### Texto proporcionado
┌────────

La inspiración artística se encuentra en cualquier rincón, en cualquier motivo. La mujer enfermiza y melancólica como reflejo de una belleza ideal y del Eterno Femenino es un ejemplo. La atracción por la bella muerta, la mujer que ha transcendido y ha alcanzado lo sublime, es el arte más puro.
A lo largo del siglo XIX la imagen de la mujer evoluciona en el arte desde el ángel, que redime al hombre con su puro amor platónico, hacia la femme fragile de fin de siglo. Jóvenes cuya melancolía es su estado natural. Este es el caso de María, en Morirse a tiempo de Rosario de Acuña, de quien se dice: «vierte en su mejilla sonrosada el sello de mortal melancolía». A veces, esa enfermedad se identifica con la locura, como en Ofelia, que fue uno de los personajes más representados en la pintura del XIX.

└────────

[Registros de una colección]
┌────────

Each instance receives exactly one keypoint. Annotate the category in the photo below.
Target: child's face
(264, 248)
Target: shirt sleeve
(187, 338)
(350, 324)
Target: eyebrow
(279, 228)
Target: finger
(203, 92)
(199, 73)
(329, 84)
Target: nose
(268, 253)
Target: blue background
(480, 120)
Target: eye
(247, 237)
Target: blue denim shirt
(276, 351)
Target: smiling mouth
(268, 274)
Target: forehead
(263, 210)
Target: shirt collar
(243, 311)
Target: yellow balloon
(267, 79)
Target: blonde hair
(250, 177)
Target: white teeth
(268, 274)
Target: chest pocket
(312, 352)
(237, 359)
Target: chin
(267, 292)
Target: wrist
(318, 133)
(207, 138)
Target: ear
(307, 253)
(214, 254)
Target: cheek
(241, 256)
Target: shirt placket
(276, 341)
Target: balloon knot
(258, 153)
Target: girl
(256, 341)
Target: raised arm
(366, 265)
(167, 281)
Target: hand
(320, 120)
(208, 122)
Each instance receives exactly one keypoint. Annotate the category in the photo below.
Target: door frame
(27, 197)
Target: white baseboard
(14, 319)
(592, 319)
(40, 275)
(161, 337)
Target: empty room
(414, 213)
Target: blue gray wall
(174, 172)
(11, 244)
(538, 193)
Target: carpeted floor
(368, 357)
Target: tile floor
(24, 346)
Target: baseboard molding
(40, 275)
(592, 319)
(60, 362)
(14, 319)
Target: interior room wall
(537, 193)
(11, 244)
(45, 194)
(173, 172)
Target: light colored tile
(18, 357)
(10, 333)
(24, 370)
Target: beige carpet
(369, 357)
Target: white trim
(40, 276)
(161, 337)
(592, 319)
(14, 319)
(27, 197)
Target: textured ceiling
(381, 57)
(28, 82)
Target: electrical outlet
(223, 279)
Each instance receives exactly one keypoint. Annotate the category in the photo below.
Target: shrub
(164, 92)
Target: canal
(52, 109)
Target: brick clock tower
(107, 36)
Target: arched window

└────────

### Instrucciones
1 > En el texto sobre la imagen de la mujer en el arte, ¿qué personaje fue uno de los más representados en la pintura del siglo XIX?
2 > Duplica el fragmento del texto sobre la imagen de la mujer en el arte que va desde «La inspiración artística» hasta «arte más puro.».
3 > Enumera todos los nombres de personas y personajes que aparecen en el texto sobre la imagen de la mujer en el arte.
Usa únicamente la información del texto.

### Respuestas
1 > Ofelia.

2 >
La inspiración artística se encuentra en cualquier rincón, en cualquier motivo. La mujer enfermiza y melancólica como reflejo de una belleza ideal y del Eterno Femenino es un ejemplo. La atracción por la bella muerta, la mujer que ha transcendido y ha alcanzado lo sublime, es el arte más puro.

3 > María, Rosario de Acuña y Ofelia.